Material shown:
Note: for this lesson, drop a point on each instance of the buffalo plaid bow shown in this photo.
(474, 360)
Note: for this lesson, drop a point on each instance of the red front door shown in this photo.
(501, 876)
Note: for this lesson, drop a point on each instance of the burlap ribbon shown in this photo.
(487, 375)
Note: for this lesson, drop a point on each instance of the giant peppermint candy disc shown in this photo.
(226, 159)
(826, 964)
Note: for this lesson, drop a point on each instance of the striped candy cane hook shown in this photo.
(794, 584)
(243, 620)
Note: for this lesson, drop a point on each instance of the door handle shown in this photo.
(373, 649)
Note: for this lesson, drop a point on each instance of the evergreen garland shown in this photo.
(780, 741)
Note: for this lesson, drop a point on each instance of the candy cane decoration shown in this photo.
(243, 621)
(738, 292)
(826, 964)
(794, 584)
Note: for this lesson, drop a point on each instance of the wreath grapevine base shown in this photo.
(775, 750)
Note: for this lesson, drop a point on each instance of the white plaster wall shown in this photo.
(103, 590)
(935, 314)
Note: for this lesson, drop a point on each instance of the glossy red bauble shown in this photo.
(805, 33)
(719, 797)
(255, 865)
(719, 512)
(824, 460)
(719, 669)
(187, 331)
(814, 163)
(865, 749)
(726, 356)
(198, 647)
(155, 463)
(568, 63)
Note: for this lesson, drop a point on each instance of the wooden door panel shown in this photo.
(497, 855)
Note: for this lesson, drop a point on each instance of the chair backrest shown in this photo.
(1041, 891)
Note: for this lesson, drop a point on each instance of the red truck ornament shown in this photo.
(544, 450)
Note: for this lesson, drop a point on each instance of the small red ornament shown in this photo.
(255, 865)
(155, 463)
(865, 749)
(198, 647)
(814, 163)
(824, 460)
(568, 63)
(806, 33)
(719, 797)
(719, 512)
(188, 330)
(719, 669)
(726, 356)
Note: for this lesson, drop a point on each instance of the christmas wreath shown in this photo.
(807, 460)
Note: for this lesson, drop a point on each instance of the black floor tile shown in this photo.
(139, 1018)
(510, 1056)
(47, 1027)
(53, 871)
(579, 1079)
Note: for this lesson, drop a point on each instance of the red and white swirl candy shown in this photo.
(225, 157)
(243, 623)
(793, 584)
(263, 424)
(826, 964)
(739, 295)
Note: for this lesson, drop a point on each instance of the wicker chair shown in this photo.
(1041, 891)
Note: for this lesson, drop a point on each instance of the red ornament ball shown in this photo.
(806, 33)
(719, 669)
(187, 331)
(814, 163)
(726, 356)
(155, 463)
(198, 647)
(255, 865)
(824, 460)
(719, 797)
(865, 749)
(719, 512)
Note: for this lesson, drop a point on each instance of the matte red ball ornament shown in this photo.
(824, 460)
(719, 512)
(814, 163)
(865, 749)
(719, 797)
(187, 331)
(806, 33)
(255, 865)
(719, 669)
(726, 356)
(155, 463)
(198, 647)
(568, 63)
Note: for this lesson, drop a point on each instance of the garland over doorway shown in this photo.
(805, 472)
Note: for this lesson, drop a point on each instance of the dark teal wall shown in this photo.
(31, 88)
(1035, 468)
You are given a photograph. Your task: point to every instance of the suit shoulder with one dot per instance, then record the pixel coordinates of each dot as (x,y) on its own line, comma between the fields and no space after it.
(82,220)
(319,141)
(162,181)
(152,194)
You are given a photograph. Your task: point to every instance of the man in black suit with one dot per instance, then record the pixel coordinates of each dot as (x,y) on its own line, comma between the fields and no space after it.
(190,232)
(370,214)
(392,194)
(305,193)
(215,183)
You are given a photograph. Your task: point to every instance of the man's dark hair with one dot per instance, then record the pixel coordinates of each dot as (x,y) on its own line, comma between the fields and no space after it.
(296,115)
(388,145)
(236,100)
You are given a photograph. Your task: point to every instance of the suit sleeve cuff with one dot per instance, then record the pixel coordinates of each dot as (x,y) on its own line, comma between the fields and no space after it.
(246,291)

Work request:
Transcribe each line of the material without any alteration.

Solution to the exercise:
Note: for this lesson, drop a point on each instance of the buffalo plaid bow shown in this photo.
(474, 360)
Note: for this lesson, drop a point on each instance of the red front door shown in this photo.
(501, 876)
Note: for this lesson, drop a point on each instance of the burlap ribbon shown in this photo.
(487, 375)
Note: for this lesson, drop a point on each instance of the giant peppermint candy disc shown in this photo.
(226, 159)
(826, 964)
Note: for this lesson, drop a point on each instance of the striped candy cane hook shown in this photo.
(794, 584)
(243, 620)
Note: for this lesson, drop a point on each instance of the door handle shown in this photo.
(373, 649)
Note: for this lesson, drop a point on each instance of the evergreen garland shown in this photo.
(780, 741)
Note: for this lesson, drop a point on each instance of the candy cane decoration shown in this photo.
(243, 621)
(738, 292)
(826, 964)
(794, 584)
Note: for this lesson, drop a point on each instance of the wreath grapevine base shown in this photo.
(775, 750)
Note: for this lesson, drop a point on each instance of the white plaster wall shown in this photo.
(103, 590)
(935, 314)
Note: for this lesson, drop a point on each instance of the glossy red bauble shown in this photo.
(805, 33)
(719, 797)
(255, 865)
(719, 512)
(824, 460)
(719, 669)
(187, 331)
(814, 163)
(865, 749)
(726, 356)
(198, 647)
(155, 463)
(568, 63)
Note: for this lesson, drop a point on each instance of the wooden door panel shown in this photo.
(497, 855)
Note: for this lesson, drop a point on each instance of the chair backrest shown in this photo.
(1041, 891)
Note: for this lesson, drop a point on each instance of the red truck ornament shown in this photo.
(544, 450)
Note: for this lesson, drop a point on each instance of the small red ornament shown in this photo.
(255, 865)
(155, 463)
(865, 749)
(198, 647)
(814, 163)
(824, 460)
(568, 63)
(806, 33)
(719, 797)
(719, 512)
(188, 330)
(719, 669)
(726, 356)
Note: for this lesson, drop a point on each instance of the christmas wreath shown in this photo.
(807, 460)
Note: for this lesson, drop a point on each instance of the black floor tile shown in this photo.
(139, 1018)
(510, 1056)
(47, 1027)
(53, 871)
(579, 1079)
Note: for this lesson, drop a point on each instance of the red and white swirl candy shown in this photo.
(225, 157)
(243, 623)
(793, 584)
(263, 424)
(826, 964)
(739, 295)
Note: for this lesson, drop a point on each instance of the wicker chair shown in this photo.
(1041, 891)
Note: for this lesson, drop a point on each instance of the red ornament ball shown in this photo.
(806, 33)
(719, 669)
(187, 331)
(814, 163)
(726, 356)
(155, 463)
(198, 647)
(255, 865)
(824, 460)
(719, 797)
(865, 749)
(719, 512)
Note: for this lesson, drop a point on each instance of the matte red ball ornament shown in this photo.
(824, 460)
(719, 512)
(814, 163)
(865, 749)
(719, 797)
(187, 331)
(806, 33)
(255, 865)
(719, 669)
(726, 356)
(155, 463)
(198, 647)
(568, 63)
Note: for this lesson, drop a point on each instance of the garland over doorway shown in this photo.
(805, 472)
Note: for this lesson, drop a point on each instance of the dark teal wall shown in this photo.
(31, 88)
(1035, 468)
You are given a photograph. Your task: point to every instance of the suit shoulder with one dot per instance, then record the pixel coordinates of each dot as (x,y) on its own line, comma between the fields and no space after it.
(82,220)
(319,141)
(162,181)
(152,194)
You are given a photograph. Your task: point to every instance of the man in black suit with one dot per instance, then record the pixel coordinates of each dot as (x,y) on its own line, comma between the fields and no space after it.
(190,232)
(370,214)
(392,194)
(305,193)
(215,183)
You are given a photograph. Your task: point to every instance of the man's dark hair with one dot per instance, then record the pixel coordinates of each dot as (x,y) on its own line, comma between the fields and no space after it.
(296,115)
(388,145)
(236,100)
You are given a photograph. Your task: point to every instance of the suit sleeve cuff with one dot per instance, then record the pixel coordinates of each dot as (x,y) on its own line, comma between the fields and no space after it.
(246,291)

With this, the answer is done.